Convert everything from the line containing "Q: innermost point of each instance of the cat's ear, in" down to the last line of the records below into a JSON list of strings, one string per line, with blank lines omitted.
— begin MATERIALS PROVIDED —
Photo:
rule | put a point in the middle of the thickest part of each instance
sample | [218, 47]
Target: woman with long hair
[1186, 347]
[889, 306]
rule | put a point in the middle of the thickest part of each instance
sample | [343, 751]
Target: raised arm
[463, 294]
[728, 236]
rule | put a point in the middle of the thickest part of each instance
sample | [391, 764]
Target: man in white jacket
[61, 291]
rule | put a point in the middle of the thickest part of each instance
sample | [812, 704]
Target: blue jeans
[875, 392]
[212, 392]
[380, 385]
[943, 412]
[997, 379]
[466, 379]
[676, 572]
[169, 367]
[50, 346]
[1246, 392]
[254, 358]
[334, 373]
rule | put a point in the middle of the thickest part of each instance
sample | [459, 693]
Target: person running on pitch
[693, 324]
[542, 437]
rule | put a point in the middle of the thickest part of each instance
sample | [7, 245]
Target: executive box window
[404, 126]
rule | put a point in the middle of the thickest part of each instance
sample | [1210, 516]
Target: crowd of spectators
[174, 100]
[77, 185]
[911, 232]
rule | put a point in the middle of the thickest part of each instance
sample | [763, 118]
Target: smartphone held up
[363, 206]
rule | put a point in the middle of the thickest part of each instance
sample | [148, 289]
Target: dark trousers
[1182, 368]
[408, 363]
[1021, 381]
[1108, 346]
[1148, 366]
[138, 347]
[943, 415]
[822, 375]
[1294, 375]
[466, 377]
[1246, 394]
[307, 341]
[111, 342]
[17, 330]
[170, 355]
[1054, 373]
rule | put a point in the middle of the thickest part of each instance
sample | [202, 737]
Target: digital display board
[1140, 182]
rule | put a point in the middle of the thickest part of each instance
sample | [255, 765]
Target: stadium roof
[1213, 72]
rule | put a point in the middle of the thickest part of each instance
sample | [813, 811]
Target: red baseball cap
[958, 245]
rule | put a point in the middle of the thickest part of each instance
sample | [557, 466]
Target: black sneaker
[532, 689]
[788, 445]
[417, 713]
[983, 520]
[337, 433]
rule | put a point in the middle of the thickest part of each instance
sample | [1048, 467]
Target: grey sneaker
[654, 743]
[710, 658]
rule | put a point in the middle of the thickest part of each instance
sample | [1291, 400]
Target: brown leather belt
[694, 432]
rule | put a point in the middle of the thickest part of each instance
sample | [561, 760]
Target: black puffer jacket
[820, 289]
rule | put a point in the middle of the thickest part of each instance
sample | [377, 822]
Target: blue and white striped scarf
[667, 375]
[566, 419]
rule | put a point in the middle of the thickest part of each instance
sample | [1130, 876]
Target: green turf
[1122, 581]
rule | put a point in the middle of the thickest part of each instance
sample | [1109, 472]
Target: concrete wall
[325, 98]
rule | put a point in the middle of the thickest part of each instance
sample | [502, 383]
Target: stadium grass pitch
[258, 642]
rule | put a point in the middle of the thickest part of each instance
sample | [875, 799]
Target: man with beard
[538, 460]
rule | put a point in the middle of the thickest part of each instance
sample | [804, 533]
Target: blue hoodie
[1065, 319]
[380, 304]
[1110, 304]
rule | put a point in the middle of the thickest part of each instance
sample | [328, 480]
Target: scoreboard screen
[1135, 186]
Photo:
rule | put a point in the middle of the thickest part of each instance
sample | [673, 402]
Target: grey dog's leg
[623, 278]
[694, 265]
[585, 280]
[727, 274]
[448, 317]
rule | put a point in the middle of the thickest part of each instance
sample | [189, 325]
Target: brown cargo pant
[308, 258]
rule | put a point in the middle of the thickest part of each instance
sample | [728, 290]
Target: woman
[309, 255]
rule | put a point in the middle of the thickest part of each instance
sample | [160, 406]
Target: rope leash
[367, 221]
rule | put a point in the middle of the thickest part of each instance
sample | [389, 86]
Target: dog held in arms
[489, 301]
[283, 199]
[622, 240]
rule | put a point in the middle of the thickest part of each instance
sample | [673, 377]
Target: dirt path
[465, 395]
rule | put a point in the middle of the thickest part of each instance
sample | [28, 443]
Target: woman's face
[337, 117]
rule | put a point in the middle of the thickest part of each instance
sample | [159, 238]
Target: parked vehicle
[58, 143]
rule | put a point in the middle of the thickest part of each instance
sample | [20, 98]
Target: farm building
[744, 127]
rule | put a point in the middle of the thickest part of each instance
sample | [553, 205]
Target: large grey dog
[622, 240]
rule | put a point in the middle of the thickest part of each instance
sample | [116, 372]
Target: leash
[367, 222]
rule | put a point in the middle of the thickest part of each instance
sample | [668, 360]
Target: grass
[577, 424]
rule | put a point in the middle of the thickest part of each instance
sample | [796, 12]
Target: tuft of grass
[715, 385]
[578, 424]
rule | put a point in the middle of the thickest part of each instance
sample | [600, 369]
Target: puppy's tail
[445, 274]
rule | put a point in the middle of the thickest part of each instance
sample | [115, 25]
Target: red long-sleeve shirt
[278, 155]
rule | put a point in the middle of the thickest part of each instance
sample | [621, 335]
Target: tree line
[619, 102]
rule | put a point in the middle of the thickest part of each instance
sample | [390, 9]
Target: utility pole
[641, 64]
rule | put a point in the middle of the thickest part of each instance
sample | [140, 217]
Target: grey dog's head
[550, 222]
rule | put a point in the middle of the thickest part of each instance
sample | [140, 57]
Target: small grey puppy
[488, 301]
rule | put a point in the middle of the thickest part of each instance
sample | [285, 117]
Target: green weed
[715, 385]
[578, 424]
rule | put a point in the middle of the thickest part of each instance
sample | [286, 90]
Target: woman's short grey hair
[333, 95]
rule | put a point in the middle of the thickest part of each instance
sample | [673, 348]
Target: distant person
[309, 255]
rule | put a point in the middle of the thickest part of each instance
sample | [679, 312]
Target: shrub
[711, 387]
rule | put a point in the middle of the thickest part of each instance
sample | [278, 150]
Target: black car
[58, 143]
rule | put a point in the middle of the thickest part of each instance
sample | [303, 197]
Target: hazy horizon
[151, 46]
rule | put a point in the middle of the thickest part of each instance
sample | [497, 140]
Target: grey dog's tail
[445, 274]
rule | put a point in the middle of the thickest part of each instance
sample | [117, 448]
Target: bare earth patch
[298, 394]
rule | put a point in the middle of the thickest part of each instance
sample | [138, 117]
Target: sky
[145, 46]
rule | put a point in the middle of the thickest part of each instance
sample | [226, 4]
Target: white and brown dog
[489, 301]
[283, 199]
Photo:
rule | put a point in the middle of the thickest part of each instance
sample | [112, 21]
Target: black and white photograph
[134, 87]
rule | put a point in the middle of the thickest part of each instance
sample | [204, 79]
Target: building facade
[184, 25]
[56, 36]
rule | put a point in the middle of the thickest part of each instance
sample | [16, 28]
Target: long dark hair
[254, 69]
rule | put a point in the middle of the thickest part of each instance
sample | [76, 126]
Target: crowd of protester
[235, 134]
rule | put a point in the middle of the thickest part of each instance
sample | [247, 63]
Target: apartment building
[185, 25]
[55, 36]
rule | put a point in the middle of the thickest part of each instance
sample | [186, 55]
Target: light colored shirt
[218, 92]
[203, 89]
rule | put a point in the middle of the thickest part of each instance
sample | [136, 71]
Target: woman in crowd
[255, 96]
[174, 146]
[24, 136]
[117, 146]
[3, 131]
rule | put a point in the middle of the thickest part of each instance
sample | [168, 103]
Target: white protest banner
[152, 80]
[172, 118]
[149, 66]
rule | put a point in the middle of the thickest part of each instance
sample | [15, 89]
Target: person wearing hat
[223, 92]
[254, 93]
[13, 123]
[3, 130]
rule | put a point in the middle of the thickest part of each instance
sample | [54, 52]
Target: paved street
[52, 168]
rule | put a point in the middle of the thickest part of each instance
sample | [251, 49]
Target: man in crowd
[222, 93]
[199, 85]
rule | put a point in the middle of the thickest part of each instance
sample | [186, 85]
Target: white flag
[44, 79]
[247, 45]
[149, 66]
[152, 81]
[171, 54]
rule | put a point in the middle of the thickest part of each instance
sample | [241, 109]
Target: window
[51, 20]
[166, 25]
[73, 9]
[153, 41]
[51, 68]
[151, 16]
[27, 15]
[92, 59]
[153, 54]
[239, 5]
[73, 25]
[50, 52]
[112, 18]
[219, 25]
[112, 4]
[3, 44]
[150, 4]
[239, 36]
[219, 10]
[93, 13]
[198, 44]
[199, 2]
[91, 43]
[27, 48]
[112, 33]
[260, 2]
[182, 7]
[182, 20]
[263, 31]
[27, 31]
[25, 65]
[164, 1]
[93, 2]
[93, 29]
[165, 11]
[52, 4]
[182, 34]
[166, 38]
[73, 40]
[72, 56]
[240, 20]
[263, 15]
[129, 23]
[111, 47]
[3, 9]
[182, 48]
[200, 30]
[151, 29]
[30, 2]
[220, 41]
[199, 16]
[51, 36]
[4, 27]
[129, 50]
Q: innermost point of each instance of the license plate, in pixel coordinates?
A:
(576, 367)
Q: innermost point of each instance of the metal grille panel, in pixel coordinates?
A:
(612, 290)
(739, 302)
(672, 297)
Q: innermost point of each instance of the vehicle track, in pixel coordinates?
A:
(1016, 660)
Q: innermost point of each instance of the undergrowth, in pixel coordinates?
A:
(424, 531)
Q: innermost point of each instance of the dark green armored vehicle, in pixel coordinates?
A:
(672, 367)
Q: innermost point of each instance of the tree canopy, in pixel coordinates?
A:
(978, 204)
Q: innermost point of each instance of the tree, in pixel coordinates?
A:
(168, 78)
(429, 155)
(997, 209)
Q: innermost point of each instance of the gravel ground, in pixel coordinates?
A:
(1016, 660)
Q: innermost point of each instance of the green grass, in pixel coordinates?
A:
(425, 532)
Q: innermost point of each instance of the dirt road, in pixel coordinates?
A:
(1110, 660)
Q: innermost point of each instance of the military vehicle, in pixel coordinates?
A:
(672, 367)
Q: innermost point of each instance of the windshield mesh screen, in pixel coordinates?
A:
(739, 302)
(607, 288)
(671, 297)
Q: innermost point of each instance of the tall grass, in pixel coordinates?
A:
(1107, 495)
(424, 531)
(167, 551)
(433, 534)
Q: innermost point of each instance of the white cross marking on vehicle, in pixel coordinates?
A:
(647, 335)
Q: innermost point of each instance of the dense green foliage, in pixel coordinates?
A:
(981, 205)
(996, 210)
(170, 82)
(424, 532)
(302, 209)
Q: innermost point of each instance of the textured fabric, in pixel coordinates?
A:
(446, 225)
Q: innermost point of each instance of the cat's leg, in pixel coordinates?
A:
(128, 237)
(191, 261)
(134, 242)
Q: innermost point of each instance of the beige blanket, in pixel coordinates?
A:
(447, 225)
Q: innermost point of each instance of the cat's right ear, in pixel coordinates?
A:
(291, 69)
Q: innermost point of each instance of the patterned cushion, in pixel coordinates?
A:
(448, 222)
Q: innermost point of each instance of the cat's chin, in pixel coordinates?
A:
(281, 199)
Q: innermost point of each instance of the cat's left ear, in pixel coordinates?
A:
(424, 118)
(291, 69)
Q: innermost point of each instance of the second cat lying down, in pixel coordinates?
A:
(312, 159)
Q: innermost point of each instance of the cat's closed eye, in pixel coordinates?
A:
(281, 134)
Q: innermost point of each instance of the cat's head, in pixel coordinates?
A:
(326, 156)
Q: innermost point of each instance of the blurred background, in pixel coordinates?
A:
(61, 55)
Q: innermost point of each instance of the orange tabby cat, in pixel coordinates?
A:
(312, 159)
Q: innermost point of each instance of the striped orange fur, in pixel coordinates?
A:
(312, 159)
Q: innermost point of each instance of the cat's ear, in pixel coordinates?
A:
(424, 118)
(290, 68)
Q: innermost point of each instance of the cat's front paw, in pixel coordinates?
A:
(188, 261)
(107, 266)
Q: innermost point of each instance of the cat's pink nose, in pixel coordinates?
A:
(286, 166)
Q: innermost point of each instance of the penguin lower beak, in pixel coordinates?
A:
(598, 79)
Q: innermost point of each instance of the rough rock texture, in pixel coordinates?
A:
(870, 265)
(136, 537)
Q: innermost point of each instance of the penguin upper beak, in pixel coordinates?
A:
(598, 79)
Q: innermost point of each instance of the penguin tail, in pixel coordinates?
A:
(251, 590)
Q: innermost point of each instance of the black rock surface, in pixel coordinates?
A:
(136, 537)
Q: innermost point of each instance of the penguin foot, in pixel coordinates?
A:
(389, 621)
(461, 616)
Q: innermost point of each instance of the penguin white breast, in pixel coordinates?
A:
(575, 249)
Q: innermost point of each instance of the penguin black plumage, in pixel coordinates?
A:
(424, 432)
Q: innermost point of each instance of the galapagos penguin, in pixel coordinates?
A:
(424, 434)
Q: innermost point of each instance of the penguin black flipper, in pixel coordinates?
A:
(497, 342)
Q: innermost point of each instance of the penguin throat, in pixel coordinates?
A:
— end MATERIALS PROVIDED —
* _WRITTEN RESPONSE_
[
  "Q: innermost point of each instance of the cat's ear, in pixel coordinates?",
  "A:",
  "(424, 118)",
  "(290, 68)",
  "Q: innermost point of each instance of the cat's front paw, in pixel coordinates?",
  "A:",
  "(188, 261)",
  "(107, 266)",
  "Q: innermost point of each instance of the cat's pink nose, in pixel coordinates?",
  "A:",
  "(286, 166)",
  "Q: innermost point of each instance of the penguin lower beak, in pixel coordinates?",
  "A:",
  "(598, 79)",
  "Q: innermost point of each instance of the rough rock texture, in pixel coordinates?",
  "A:",
  "(870, 265)",
  "(136, 537)",
  "Q: innermost point of each instance of the penguin upper beak, in pixel coordinates?",
  "A:",
  "(598, 79)",
  "Q: innermost point of each instance of the penguin tail, in pixel coordinates?",
  "A:",
  "(251, 590)",
  "Q: innermost point of each instance of the black rock surface, in pixel coordinates?",
  "A:",
  "(136, 537)",
  "Q: innermost point of each instance of the penguin foot, in pixel coordinates?",
  "A:",
  "(389, 621)",
  "(461, 616)",
  "Q: innermost point of each instance of the penguin white breast, in pixel coordinates?",
  "A:",
  "(575, 249)",
  "Q: innermost point of each instance of the penguin black plumage, in pixel coordinates?",
  "A:",
  "(424, 432)",
  "Q: innermost point of each instance of the galapagos penguin, in pixel coordinates?",
  "A:",
  "(424, 434)",
  "Q: innermost point of each instance of the penguin black flipper, in pixel coordinates?",
  "A:",
  "(497, 342)",
  "Q: innermost point of each instance of the penguin throat, in pixel coordinates?",
  "A:"
]